• Text section
========================================
My e-mail has been full of dire messages from politicians and others, all warning of imminent disaster should something fail to happen. Usually the something is my giving them money. My Twitter account is filled with real life urgent situations facing Indigenous people, and others, around the world. Sadly, the latter concerns are not even on the radar of the former. It’s a conundrum.
We are in the midst of a great extinction. Animals, plants, languages, cultures, and peoples are disappearing from the Planet. Indigenous people are especially vulnerable as they face displacement from homelands, environmental collapse, forced assimilation, and genocide. Indigenous people tend to live in the last areas no one else wanted, places now known to be rich in increasingly rare resources. Yesterday’s gold rush is today’s oil boom. It’s heartbreaking. Again.
I’ve been reading Kim Anderson’s Recognition of Being: Reconstructing Native Womanhood. In the first few chapters she speaks eloquently to the challenges of being of mixed Indigenous and European ancestry, and the difficulty of knowing with certainty one’s origins in a world where tribes and peoples have, for hundreds of years, been under duress, where hiding and passing are methods of survival, and where assimilation is, after genocide, the weapon of choice.
========================================
Pick up the piece on Indigenous peoples facing extinction after its last sentence and continue writing it.
========================================
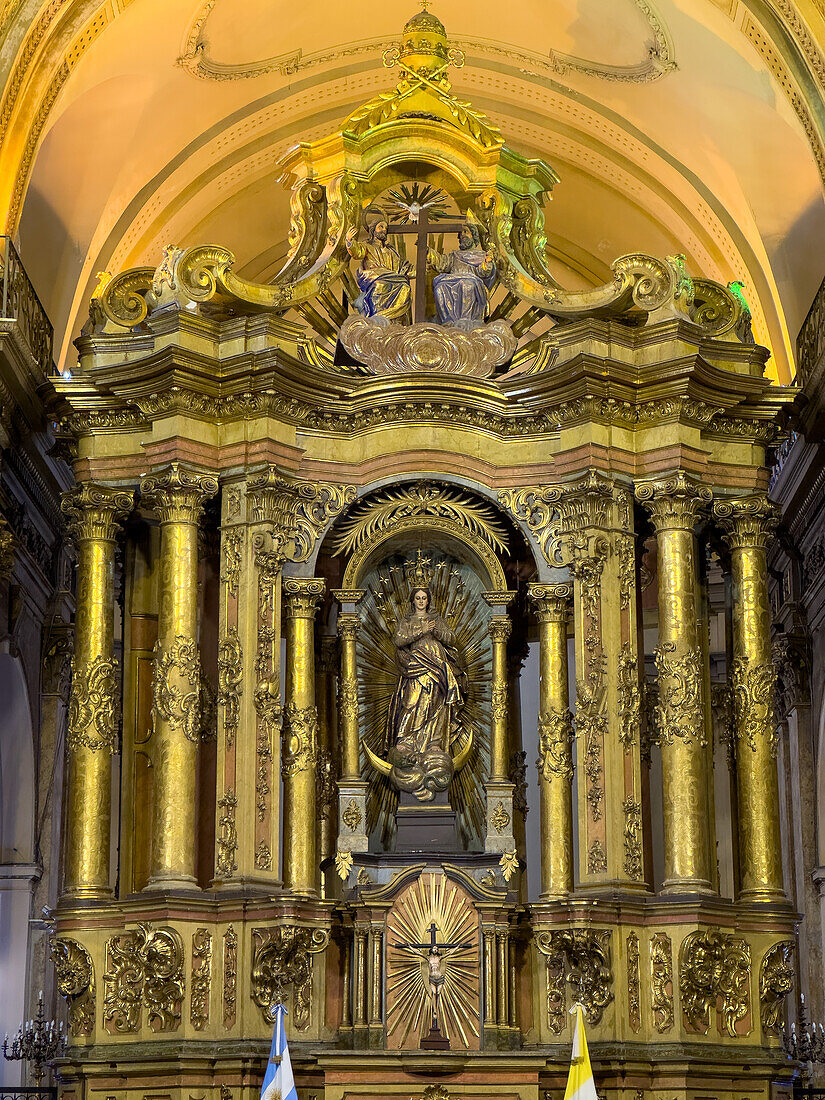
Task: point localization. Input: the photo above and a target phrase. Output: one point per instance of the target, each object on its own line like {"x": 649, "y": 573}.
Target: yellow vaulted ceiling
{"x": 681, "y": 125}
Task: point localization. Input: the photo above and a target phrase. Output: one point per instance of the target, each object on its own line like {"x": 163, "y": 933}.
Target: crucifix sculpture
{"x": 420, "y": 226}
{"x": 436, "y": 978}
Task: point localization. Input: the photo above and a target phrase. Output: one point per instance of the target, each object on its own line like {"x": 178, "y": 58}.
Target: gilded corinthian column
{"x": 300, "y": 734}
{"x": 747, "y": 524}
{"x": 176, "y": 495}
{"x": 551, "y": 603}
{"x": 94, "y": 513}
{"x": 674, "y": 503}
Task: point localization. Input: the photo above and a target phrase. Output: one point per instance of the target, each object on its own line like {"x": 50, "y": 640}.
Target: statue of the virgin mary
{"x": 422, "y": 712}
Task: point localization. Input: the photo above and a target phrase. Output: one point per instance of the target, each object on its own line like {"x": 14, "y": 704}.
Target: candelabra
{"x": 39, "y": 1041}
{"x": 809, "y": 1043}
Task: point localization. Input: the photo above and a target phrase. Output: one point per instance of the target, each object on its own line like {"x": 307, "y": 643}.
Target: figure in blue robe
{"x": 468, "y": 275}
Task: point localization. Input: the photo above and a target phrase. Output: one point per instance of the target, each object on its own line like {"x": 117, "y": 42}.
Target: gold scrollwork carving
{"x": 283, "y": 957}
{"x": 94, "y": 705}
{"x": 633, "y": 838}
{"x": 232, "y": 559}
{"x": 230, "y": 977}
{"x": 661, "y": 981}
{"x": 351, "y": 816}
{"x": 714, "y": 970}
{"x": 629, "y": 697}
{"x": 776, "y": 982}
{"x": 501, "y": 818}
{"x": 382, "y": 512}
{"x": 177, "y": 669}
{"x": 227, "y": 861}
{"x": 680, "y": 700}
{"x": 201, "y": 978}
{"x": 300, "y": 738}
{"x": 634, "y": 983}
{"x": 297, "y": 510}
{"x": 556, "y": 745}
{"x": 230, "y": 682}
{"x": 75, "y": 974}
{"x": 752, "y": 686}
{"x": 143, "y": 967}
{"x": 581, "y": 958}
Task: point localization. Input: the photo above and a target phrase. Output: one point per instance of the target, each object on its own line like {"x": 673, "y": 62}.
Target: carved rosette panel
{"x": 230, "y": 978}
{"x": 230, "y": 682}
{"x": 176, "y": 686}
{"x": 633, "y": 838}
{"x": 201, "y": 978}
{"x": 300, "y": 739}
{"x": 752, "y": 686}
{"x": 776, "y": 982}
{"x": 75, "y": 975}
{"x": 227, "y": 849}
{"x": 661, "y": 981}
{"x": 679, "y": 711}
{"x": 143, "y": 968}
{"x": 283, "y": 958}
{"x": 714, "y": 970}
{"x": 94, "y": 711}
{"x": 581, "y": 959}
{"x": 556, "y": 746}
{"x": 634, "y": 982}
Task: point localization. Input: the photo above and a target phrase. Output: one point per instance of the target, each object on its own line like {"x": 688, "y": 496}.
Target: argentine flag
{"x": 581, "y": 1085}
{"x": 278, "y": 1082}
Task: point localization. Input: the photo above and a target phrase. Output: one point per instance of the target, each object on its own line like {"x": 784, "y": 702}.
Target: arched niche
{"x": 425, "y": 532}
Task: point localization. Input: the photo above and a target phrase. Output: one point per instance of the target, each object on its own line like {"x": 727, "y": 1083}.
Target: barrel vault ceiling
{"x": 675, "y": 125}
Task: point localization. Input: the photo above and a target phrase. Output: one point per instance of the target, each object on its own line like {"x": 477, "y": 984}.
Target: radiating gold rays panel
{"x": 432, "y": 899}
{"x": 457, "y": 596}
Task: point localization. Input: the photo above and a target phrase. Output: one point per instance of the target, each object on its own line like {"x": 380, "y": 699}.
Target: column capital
========================================
• Task answer
I have one bumper sticker on my car. The sticker reads, “We’re Still Here,” and refers to Polio survivance. I like the sticker for its larger references to survival against the odds, and for its pointing to the harsh underbelly of so much materialist culture. Back in the 90’s Bill Moyers interviewed Bill T. Jones about Jone’s dance piece Still Here. That interview, a discussion of illness, death, racism, suffering, and the transcendental function of the arts, remains one of tv’s finest hours. If you missed it, I encourage you to take a look. (A word of warning: I showed it to an undergraduate Expressive Therapies class a few weeks ago. Some students found it very disturbing, while others described it as profoundly moving.) By the way, Bill T is still here!
One of the persistent challenges of blogging is finding balance between hope and despair. (Despair is an ever-present option, fed in our culture by a flood of disparaging projections and remarks.) How are we to speak of the unspeakable while holding open the possibility of change? Can we share stories of renewal even as we acknowledge the tidal wave of destruction? How do we hold moments of brilliance, generosity, and healing close, nurturing their embers, even in present deluge of destruction?
An aside: Today is recycling day. Refugees and others of limited means walk by, looking in the recycling for returnable bottles, making a meager living five or ten cents a bottle. Folks on the street often put out returnables, rather than taking them at the grocery. This is a simple act of generosity and resistance, a meager transfer of wealth, accomplished without fanfare and with as little shaming as possible. It is an acknowledgement that those who glean, although invisible to many, are still here.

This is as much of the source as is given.